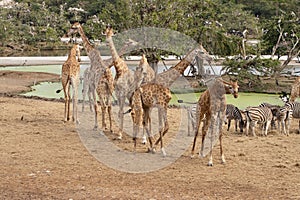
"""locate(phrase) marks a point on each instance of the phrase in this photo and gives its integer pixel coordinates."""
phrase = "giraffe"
(212, 106)
(70, 77)
(145, 74)
(98, 66)
(144, 98)
(168, 77)
(87, 75)
(295, 91)
(124, 82)
(104, 90)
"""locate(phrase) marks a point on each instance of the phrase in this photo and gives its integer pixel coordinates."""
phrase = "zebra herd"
(265, 114)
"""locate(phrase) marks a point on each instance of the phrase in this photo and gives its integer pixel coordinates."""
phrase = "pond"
(48, 89)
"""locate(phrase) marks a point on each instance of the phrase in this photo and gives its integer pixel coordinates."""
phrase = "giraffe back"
(295, 91)
(71, 66)
(143, 73)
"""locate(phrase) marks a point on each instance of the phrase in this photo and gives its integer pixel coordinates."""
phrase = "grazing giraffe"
(212, 106)
(98, 66)
(70, 77)
(145, 74)
(87, 74)
(295, 91)
(124, 82)
(168, 77)
(144, 98)
(104, 90)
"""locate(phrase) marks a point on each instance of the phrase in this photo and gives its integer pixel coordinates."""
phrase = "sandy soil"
(43, 158)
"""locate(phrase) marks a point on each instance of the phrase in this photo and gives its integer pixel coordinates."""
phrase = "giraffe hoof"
(119, 137)
(163, 152)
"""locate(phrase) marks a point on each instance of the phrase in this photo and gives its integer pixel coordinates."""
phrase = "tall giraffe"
(70, 77)
(144, 98)
(168, 77)
(124, 82)
(144, 74)
(98, 66)
(212, 106)
(104, 90)
(87, 76)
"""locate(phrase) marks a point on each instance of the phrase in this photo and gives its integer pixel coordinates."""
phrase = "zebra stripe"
(283, 115)
(232, 112)
(295, 107)
(262, 115)
(272, 107)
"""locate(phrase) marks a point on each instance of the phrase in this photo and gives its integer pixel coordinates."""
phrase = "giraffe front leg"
(109, 117)
(103, 110)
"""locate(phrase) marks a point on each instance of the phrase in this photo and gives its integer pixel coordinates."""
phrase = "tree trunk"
(153, 62)
(201, 70)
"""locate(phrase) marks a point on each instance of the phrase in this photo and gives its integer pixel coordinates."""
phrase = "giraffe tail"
(128, 111)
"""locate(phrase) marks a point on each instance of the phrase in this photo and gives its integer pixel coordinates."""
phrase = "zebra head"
(231, 87)
(284, 97)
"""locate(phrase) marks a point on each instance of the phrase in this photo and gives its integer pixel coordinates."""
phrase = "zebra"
(254, 115)
(273, 108)
(232, 112)
(283, 116)
(295, 107)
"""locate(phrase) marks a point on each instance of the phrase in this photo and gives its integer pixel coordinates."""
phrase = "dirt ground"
(43, 158)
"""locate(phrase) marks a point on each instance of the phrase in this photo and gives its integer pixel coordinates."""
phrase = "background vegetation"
(223, 27)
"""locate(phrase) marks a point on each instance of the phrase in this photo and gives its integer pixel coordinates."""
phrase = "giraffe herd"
(144, 90)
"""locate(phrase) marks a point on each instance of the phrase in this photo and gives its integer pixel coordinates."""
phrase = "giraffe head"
(232, 87)
(74, 28)
(141, 71)
(109, 32)
(77, 48)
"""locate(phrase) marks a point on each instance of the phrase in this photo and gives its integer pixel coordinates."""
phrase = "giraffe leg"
(68, 103)
(103, 109)
(93, 89)
(198, 122)
(65, 88)
(164, 131)
(109, 117)
(75, 84)
(206, 124)
(121, 101)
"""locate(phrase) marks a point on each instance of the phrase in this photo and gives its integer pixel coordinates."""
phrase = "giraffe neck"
(184, 63)
(86, 43)
(119, 63)
(113, 50)
(167, 78)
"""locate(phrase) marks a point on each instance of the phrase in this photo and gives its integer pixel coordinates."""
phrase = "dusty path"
(43, 158)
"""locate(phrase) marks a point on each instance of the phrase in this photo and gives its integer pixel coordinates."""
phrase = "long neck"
(113, 50)
(86, 43)
(167, 78)
(184, 63)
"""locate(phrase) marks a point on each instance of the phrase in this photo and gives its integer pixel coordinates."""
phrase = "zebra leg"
(229, 122)
(268, 123)
(252, 127)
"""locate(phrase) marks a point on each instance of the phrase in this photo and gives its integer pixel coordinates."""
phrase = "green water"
(244, 100)
(48, 90)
......
WHAT YOU HAVE TO DO.
Skip the pictures and output all entries exactly.

RESULT BELOW.
"""locate(phrase) marks a point on each instance of the phrase in this photo and gives its integer pixel coordinates."""
phrase = "giraffe"
(212, 106)
(70, 77)
(145, 74)
(98, 66)
(144, 98)
(168, 77)
(87, 75)
(295, 91)
(124, 82)
(104, 90)
"""locate(phrase) marks a point on each instance of the phrase in this photo and gives its integer pixel coordinates."""
phrase = "zebra herd"
(265, 114)
"""locate(phrase) marks a point on each instance of the phrase in this photo and gives its integer pixel coordinates."""
phrase = "pond"
(48, 89)
"""locate(phrase) marks a point on each instance of the phrase in this photo and gives its integer pixel coordinates."""
phrase = "giraffe back"
(295, 91)
(71, 66)
(143, 73)
"""locate(phrase) marks a point on each instance of the phrase in this photo and gives its integer pixel coordinates."""
phrase = "grazing giraffe"
(212, 106)
(98, 66)
(70, 77)
(145, 74)
(87, 74)
(295, 91)
(124, 82)
(168, 77)
(144, 98)
(104, 90)
"""locate(phrase) marks a point on each instance of the phrase in this photo and gives its integer pixel coordinates."""
phrase = "sandy soil"
(43, 158)
"""locate(phrase) marks a point on each instance of the phrase in this photo and gives its integer pixel coordinates."""
phrase = "giraffe hoof"
(119, 137)
(163, 152)
"""locate(phrase) marks a point on each instance of the phrase in this photo and gives its integer pixel coordinates."""
phrase = "tall giraffe"
(70, 77)
(144, 98)
(168, 77)
(124, 82)
(144, 74)
(98, 66)
(212, 106)
(104, 90)
(87, 76)
"""locate(phrase) marks a point on each instance of the phrase in this photo and gives its integer pixel coordinates."""
phrase = "zebra stripe"
(283, 115)
(232, 112)
(295, 107)
(262, 115)
(272, 107)
"""locate(phrase) marks a point on each instance of the phrase in this photo and gives its integer pixel coordinates."""
phrase = "giraffe front leg"
(109, 117)
(103, 110)
"""locate(phrase) marks a point on each instance of the phrase in this photo and gives its integer pixel coordinates."""
phrase = "tree trunk"
(153, 62)
(201, 70)
"""locate(phrase) marks a point on each instance of the phrase in this photo and gives its integer pixel coordinates."""
phrase = "giraffe tail"
(128, 111)
"""locate(phrase) marks a point on each instance of the phrase in this photo and gives its integer pixel coordinates."""
phrase = "zebra head"
(231, 87)
(284, 97)
"""locate(phrase) marks a point on each instance of the phrase in this photo and gives its integer pixel coordinates."""
phrase = "zebra"
(254, 115)
(273, 108)
(232, 112)
(283, 116)
(295, 107)
"""locate(phrase) marks a point on each instance of the phrase in this photo and gives its integer pixel coordinates."""
phrase = "dirt ground"
(43, 158)
"""locate(phrase) marks a point on each instance of the phrase in this photo and gives its integer pixel coordinates."""
phrase = "background vegetation"
(223, 27)
"""locate(phrase) marks a point on each instance of the phrase in this photo and gives its integer pixel coordinates."""
phrase = "giraffe herd"
(144, 90)
"""locate(phrase) marks a point on each instance of the phrase in this photo and gives its integer pixel coordinates."""
phrase = "giraffe head"
(232, 87)
(74, 28)
(141, 71)
(109, 32)
(77, 48)
"""locate(phrase) marks a point on each instance of the phrase in this photo and gives its integer pixel coordinates."""
phrase = "giraffe leg"
(68, 103)
(103, 109)
(93, 89)
(198, 122)
(65, 88)
(164, 131)
(109, 117)
(75, 84)
(206, 124)
(121, 101)
"""locate(phrase) marks a point on each instance of the phrase in this photo and gives its integer pixel coordinates."""
phrase = "giraffe neck"
(184, 63)
(86, 43)
(119, 63)
(113, 50)
(167, 78)
"""locate(phrase) marks a point on each instance of the phrase in this photo and gives its integer pixel coordinates."""
phrase = "dusty path"
(43, 158)
"""locate(phrase) marks a point on each instance of the phrase in this photo and gives its integer pixel coordinates."""
phrase = "long neck"
(113, 50)
(86, 43)
(167, 78)
(184, 63)
"""locate(phrase) marks a point on each instance of the phrase in this photo and gives its integer pixel coordinates."""
phrase = "zebra leg"
(229, 122)
(268, 123)
(252, 127)
"""locate(phrase) marks a point on each instance of the phrase in this photo and gives its integer pixel coordinates."""
phrase = "green water"
(244, 100)
(48, 90)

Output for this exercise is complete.